Information

__________

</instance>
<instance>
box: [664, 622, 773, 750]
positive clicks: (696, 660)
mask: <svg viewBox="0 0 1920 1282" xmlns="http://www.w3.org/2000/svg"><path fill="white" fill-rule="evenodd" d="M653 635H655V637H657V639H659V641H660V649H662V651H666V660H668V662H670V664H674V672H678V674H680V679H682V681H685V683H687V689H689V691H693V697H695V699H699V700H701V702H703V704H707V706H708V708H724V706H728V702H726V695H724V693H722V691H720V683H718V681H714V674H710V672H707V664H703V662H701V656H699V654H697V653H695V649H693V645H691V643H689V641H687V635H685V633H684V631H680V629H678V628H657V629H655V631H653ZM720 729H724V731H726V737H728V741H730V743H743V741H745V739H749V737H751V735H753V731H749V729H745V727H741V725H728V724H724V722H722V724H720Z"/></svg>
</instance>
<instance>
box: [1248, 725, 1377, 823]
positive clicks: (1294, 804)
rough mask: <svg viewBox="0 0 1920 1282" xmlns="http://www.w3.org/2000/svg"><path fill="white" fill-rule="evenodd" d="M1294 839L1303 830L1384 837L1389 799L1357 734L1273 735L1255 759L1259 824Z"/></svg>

__________

What this task involves
Beginning at the line that holds "positive clicks: (1294, 804)", reproduce each line of the records above down to and including the last one.

Response to this exercise
positive clicks: (1294, 804)
rough mask: <svg viewBox="0 0 1920 1282" xmlns="http://www.w3.org/2000/svg"><path fill="white" fill-rule="evenodd" d="M1294 839L1303 830L1384 837L1389 799L1357 734L1273 735L1255 759L1259 824Z"/></svg>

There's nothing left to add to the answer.